> [Tasks for this exercise]
1 – Repeat the part of the archery discussion that opens with the words containing "I like the softball" and closes with "quite a bit.".
2 – Carry on the archery discussion from where it stops.

------ Extract to read

I like the softball -10 rule, and If I’m honest with myself, that’s 30 right now, so I’m keeping within 20 in 2022. I see the minus 10 as really important, as you’re covering deer movement, broadheads vs. field point, wierd stance/Adrenalin, quite a bit.
 
I'm not criticizing anyone with this, but it would be good to know if you can make these same groups from a tree saddle from all the weird angles this can present. If you can then great. Standing flat footed on a range is different than in a saddle or stand with your target buck coming in fast from a direction you didn't think he would come from. You may be dialed in at 40 all day long at home. What about weak side out of a saddle at 20 feet, etc? My guess is form goes out the window. Mine does, lol. I shoot my bow all year long, 3 to 4 times a week, and on a good day I am a competent 25 yard shot on deer size game under real world hunting conditions. Try it out. A good pre season climb for practice would do anyone good.
 
I practice a lot and go to a 3D shoot, nearly every weekend. I don't have a problem shooting 3" groups at 40 yards. :)

------------
------ Given information

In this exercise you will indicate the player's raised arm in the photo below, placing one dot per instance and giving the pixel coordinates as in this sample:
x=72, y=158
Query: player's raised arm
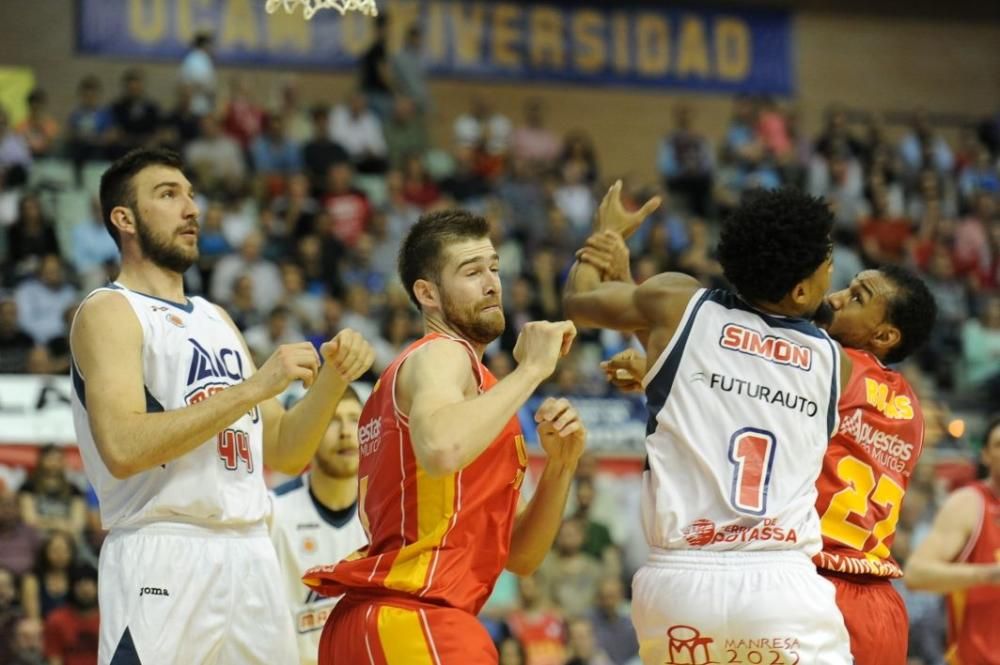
x=449, y=423
x=932, y=566
x=594, y=296
x=562, y=437
x=106, y=341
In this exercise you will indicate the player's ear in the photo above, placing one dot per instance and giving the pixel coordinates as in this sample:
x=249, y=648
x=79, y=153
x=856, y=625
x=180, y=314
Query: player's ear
x=885, y=337
x=123, y=219
x=426, y=293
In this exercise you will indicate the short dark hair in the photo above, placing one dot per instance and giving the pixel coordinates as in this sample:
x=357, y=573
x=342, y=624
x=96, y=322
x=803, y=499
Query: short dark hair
x=421, y=255
x=37, y=96
x=773, y=241
x=117, y=188
x=912, y=310
x=990, y=426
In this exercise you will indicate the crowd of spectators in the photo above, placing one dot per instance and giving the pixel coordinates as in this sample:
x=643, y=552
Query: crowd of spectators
x=303, y=209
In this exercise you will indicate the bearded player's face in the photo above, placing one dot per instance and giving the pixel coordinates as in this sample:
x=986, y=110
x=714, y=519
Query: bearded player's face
x=469, y=285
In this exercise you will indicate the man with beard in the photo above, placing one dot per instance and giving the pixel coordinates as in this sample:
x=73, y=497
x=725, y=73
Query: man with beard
x=883, y=316
x=316, y=520
x=742, y=398
x=961, y=557
x=442, y=461
x=174, y=424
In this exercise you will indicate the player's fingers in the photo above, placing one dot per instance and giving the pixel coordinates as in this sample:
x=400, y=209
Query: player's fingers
x=597, y=260
x=546, y=411
x=571, y=429
x=361, y=363
x=569, y=334
x=647, y=209
x=304, y=375
x=565, y=418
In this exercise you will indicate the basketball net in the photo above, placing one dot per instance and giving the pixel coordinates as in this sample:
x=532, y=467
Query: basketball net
x=310, y=7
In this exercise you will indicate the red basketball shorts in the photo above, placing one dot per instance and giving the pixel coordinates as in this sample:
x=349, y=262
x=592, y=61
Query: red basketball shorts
x=391, y=632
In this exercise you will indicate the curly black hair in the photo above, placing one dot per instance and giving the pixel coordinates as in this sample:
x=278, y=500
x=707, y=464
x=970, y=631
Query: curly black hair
x=911, y=309
x=422, y=255
x=773, y=241
x=118, y=188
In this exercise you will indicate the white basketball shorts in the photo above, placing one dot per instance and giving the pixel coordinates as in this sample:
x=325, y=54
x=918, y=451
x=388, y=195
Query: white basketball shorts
x=177, y=594
x=739, y=608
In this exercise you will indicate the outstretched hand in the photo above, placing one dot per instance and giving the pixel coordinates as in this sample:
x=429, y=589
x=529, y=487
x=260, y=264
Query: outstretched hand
x=612, y=215
x=607, y=251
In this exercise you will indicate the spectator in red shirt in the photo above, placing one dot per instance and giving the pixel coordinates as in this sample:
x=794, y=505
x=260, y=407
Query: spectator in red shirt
x=20, y=541
x=71, y=631
x=537, y=626
x=884, y=238
x=244, y=118
x=418, y=188
x=349, y=209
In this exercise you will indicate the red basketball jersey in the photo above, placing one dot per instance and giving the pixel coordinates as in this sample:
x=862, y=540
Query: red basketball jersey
x=441, y=539
x=867, y=468
x=974, y=614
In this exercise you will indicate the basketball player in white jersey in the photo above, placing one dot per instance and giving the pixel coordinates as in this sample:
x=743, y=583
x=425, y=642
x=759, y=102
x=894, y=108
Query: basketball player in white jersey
x=316, y=521
x=742, y=396
x=175, y=425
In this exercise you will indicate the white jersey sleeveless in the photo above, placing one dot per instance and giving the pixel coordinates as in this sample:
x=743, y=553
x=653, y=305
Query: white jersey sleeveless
x=741, y=407
x=306, y=534
x=189, y=352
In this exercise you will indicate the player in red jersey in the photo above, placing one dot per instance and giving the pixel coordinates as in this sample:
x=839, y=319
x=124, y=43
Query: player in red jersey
x=961, y=557
x=442, y=461
x=882, y=317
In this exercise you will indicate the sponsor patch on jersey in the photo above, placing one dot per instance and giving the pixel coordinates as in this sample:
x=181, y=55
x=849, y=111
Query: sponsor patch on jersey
x=772, y=348
x=751, y=390
x=702, y=532
x=887, y=449
x=312, y=618
x=369, y=436
x=889, y=404
x=689, y=645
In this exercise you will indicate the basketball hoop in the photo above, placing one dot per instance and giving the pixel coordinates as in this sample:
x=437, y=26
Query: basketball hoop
x=310, y=7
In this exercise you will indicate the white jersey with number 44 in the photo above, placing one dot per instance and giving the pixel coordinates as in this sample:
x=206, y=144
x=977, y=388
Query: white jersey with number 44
x=189, y=352
x=741, y=407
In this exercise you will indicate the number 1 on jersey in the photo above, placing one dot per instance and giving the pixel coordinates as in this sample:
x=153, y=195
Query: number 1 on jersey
x=751, y=451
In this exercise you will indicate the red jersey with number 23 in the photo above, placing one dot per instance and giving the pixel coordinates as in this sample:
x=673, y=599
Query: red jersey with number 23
x=867, y=469
x=438, y=539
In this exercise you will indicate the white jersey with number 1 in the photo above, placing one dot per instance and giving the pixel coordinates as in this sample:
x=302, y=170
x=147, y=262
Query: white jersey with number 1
x=742, y=405
x=187, y=572
x=189, y=352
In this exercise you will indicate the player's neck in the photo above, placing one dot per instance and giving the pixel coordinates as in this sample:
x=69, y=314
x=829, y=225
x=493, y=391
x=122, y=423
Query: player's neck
x=333, y=493
x=153, y=280
x=435, y=324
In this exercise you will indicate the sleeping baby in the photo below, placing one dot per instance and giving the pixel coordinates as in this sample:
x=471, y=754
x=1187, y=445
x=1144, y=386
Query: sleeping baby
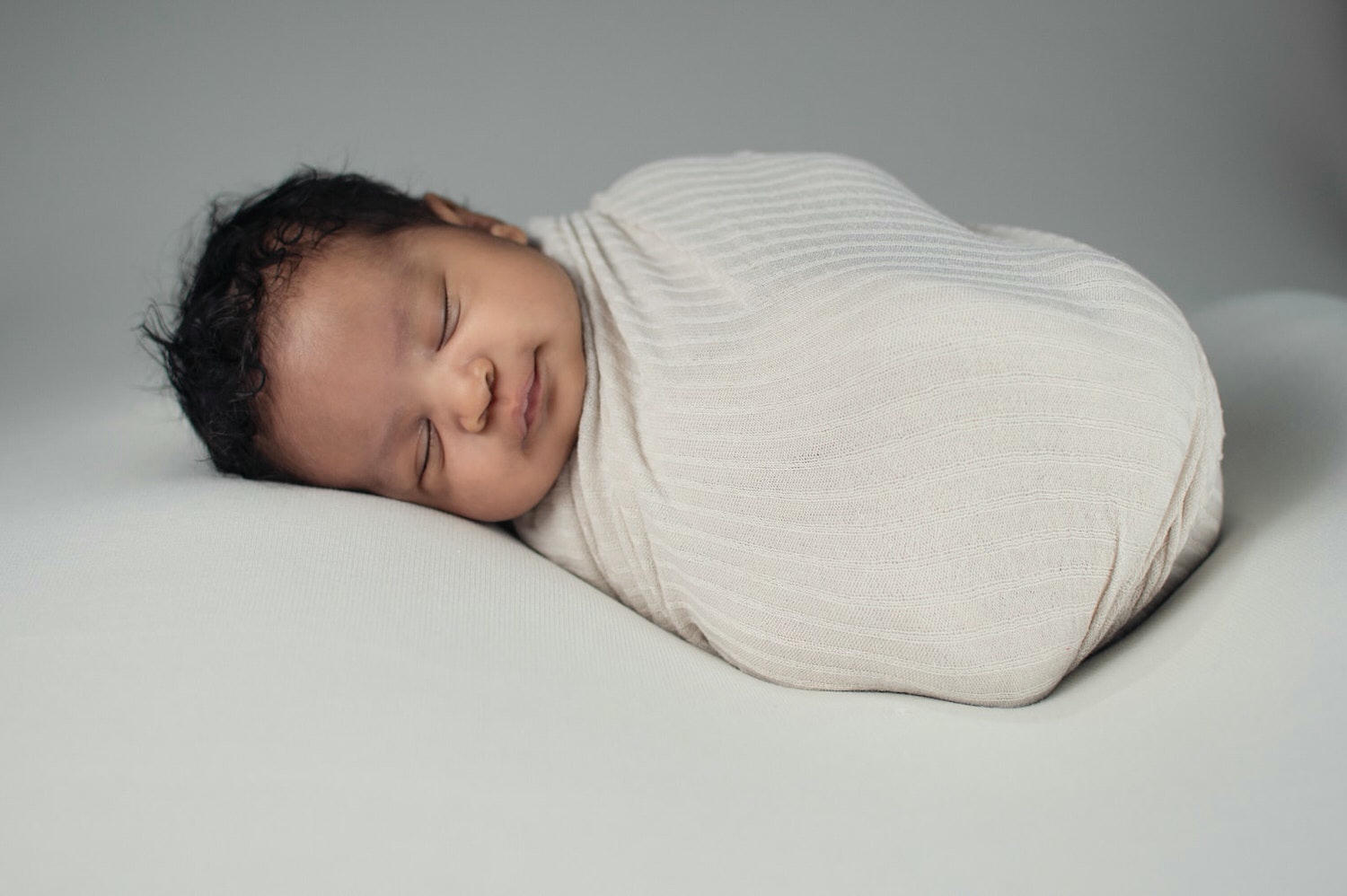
x=775, y=403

------------

> [Answers to the problems]
1 –
I like the softball -10 rule, and If I’m honest with myself, that’s 30 right now, so I’m keeping within 20 in 2022. I see the minus 10 as really important, as you’re covering deer movement, broadheads vs. field point, wierd stance/Adrenalin, quite a bit.

2 –
However, that's called archery. Bowhunting is another issue.
I don't like taking shots on deer, past 25 yards and have only done so 3x in 40+ years of bowhunting. My furthest shot was 32 yards.
 
I know it will vary per situation and person, but for you is it baseball sized groups, softball, paper plate? what is considered a "good" group at 40?

You’re really asking two questions:

1) What’s a good group at 40? If you can shoot a one inch group at 10 yards, two inches at 20, three inches at 30, 4 inches at 40 and so on; that’s a good group. Especially if you can do it every time, not most of the time.

2) What’s good enough to consider yourself in the game at 40 yards on a deer? There are too many variables in play to answer this without a dissertation. I’ve killed big game at more than twice that distance from the ground but passed a shot on a doe from the saddle at 25 yards last November.

Every situation is different, if you’re looking for advice: practice as much as you can and only take shots that you know will result in a clean kill.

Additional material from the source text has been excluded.